• **Stored data entries**
=-=-=

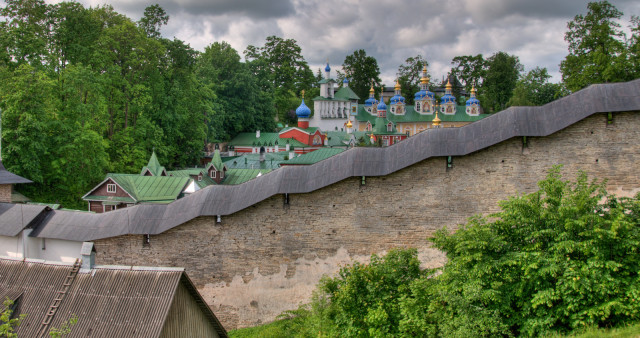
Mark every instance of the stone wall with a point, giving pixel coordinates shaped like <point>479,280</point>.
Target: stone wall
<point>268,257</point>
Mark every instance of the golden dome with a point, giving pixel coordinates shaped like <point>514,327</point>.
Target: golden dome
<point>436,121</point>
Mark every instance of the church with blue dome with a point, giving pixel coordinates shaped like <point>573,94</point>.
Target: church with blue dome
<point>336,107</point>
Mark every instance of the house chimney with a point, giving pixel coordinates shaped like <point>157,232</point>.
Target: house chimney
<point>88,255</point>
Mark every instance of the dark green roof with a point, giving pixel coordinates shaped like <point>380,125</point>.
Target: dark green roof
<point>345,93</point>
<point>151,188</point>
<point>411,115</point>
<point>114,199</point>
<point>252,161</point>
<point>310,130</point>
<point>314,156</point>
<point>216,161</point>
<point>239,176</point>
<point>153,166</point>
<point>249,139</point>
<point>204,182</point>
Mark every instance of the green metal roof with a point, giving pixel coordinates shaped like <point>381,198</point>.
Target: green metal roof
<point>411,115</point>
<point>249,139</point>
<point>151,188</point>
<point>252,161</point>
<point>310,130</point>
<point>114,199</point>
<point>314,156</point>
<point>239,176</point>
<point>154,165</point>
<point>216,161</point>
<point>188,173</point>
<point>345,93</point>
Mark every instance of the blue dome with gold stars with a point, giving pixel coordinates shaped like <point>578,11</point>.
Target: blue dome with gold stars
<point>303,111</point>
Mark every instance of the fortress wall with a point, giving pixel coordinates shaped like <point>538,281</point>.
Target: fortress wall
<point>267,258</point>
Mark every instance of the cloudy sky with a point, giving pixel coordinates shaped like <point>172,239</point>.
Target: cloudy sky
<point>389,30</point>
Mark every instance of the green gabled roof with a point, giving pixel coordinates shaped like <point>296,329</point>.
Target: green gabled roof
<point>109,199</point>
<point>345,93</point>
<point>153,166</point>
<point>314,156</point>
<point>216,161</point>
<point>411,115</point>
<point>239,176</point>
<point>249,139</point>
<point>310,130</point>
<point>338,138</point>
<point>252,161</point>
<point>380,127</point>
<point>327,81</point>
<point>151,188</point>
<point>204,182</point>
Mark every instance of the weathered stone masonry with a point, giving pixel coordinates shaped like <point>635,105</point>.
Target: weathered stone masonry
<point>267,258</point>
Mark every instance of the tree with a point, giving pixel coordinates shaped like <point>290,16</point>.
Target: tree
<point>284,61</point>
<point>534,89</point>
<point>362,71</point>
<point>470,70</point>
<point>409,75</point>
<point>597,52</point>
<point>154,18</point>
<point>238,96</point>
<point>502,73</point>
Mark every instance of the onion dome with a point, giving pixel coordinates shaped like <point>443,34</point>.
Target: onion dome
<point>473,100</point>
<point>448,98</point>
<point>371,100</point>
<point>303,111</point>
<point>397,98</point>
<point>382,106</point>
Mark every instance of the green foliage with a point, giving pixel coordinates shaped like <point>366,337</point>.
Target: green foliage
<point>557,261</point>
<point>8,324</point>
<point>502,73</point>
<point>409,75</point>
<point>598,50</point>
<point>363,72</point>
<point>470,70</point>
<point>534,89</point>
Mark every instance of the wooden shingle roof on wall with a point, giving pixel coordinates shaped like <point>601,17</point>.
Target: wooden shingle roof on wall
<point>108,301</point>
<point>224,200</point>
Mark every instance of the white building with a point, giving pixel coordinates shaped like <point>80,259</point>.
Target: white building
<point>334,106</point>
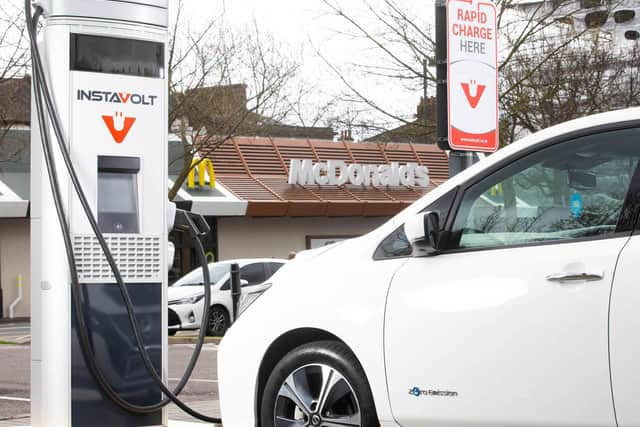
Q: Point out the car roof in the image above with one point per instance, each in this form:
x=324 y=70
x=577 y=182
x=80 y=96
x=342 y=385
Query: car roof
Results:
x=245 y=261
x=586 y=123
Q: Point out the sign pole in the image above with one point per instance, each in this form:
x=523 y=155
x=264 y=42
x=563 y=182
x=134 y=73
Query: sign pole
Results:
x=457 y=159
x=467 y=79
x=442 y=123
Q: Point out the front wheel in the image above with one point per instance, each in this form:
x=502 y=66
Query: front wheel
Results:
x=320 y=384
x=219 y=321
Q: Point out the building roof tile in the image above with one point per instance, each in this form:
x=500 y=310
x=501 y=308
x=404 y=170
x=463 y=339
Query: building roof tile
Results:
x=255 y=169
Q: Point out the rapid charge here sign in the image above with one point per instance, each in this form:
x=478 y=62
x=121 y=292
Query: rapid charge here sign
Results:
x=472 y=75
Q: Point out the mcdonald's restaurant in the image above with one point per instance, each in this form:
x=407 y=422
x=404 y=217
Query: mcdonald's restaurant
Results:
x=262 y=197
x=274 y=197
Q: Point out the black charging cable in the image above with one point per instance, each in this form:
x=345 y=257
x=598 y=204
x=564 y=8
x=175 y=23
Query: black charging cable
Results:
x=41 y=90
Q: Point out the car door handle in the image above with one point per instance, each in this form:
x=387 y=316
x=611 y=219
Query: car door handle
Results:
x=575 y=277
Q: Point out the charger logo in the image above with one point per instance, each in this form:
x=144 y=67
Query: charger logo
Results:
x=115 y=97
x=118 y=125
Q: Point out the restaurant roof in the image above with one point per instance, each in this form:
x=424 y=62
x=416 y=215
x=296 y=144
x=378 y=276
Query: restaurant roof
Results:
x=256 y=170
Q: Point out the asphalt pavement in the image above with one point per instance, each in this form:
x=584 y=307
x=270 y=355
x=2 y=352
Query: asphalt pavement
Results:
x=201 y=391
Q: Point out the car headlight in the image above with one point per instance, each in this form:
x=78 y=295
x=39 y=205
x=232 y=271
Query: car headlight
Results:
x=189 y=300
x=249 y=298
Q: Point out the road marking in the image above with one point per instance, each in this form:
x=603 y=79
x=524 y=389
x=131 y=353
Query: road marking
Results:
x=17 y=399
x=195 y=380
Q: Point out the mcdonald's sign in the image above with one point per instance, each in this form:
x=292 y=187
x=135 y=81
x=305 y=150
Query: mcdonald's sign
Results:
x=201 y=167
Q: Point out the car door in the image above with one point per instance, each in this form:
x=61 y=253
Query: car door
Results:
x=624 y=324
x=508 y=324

=-=-=

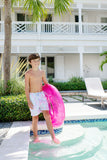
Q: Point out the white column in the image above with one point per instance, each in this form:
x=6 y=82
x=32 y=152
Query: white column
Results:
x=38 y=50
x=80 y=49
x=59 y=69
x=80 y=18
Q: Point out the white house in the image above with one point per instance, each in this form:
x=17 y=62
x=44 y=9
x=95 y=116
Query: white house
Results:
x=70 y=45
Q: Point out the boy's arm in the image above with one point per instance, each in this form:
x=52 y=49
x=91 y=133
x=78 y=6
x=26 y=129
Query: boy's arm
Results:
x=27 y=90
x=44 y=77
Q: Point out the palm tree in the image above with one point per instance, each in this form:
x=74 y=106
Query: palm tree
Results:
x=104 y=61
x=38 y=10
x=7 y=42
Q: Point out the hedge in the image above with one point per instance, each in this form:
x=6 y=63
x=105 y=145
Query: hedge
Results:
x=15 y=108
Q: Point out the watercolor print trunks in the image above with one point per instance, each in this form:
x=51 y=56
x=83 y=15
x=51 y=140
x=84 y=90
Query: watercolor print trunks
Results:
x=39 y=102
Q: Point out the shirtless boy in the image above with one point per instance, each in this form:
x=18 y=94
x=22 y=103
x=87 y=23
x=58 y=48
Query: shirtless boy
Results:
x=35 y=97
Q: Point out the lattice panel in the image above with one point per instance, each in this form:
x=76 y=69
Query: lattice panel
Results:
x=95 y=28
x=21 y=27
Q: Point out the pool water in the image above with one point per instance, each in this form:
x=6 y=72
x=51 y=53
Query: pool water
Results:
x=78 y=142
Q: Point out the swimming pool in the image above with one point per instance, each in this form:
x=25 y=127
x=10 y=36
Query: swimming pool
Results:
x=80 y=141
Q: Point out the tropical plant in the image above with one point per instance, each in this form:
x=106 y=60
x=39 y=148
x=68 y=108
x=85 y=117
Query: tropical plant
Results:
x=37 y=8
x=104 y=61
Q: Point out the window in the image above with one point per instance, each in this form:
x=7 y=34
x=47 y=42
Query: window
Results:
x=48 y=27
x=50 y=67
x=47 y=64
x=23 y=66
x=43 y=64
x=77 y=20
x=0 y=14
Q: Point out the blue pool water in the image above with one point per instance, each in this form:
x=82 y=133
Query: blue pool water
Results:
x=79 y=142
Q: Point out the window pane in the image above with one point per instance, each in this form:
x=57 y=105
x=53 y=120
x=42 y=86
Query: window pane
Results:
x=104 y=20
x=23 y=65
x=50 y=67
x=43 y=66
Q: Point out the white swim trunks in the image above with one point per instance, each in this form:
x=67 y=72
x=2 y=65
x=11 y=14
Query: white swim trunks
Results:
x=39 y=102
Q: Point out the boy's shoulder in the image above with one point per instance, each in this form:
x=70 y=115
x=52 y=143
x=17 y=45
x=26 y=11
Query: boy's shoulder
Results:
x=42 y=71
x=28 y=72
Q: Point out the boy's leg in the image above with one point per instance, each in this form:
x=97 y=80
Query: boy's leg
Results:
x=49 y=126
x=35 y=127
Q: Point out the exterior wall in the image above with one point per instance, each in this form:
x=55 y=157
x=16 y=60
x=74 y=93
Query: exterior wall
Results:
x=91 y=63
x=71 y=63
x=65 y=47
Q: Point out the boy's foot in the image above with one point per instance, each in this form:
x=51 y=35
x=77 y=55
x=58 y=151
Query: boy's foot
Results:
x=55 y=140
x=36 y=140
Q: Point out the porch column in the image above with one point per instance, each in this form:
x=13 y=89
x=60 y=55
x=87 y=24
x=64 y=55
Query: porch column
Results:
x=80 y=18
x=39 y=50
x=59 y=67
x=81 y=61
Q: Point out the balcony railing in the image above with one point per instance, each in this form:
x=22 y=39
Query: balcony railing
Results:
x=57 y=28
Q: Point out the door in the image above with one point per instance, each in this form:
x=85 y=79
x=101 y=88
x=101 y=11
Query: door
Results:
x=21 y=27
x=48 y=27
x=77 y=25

=-=-=

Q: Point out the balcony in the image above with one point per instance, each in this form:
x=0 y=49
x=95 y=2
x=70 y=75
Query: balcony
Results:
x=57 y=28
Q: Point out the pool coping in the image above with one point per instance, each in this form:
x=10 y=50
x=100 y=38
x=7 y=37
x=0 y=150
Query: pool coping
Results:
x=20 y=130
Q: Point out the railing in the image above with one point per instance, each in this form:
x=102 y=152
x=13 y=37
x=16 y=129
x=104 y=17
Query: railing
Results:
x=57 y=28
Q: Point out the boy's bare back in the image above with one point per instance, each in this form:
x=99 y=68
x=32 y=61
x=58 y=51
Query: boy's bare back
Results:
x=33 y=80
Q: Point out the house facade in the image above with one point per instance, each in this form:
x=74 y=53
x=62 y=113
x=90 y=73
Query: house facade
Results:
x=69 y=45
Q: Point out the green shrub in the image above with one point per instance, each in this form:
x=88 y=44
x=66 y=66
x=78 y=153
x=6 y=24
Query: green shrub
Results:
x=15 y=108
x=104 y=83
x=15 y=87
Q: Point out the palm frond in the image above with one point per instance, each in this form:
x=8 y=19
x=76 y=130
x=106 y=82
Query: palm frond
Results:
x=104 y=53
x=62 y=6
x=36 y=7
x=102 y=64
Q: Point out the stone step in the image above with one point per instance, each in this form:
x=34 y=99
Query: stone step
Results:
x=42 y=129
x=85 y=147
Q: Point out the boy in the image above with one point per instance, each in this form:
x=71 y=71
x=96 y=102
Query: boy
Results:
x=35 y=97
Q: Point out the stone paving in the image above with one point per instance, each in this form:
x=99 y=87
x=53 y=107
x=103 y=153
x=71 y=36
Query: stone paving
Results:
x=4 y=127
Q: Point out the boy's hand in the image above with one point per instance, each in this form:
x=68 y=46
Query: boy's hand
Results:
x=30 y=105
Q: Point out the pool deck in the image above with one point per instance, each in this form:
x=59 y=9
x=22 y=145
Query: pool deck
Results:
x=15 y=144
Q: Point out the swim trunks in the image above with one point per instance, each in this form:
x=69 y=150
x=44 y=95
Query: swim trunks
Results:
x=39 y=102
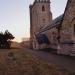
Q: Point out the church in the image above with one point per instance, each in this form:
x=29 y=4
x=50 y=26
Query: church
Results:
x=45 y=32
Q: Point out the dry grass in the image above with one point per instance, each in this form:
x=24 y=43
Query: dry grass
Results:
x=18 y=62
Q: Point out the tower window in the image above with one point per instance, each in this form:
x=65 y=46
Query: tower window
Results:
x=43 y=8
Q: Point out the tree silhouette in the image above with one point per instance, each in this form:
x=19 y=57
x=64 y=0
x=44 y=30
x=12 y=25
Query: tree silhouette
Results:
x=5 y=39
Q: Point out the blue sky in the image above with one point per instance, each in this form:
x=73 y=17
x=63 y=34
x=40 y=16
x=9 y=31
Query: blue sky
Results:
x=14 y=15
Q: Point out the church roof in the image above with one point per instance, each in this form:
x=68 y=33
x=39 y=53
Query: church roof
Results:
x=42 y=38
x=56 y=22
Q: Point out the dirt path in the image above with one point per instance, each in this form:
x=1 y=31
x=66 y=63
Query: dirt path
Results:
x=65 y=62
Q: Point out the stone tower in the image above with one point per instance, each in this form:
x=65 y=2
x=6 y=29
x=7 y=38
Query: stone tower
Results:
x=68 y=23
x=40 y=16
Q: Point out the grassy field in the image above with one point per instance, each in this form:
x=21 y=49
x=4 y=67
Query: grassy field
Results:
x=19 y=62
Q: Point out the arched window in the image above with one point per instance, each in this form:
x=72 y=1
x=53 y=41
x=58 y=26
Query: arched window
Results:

=-=-=

Could you transcribe the entries above word for word, from the line with "Mark every instance of the stone" down to the line with "Mark every instance of the golden", keeping both?

• **Answer area**
Mark every instance of the stone wall with a point, giving pixel coordinates shaped like <point>479,280</point>.
Target: stone wall
<point>268,257</point>
Mark every instance of the golden dome with a point, giving pixel coordinates shaped like <point>514,327</point>.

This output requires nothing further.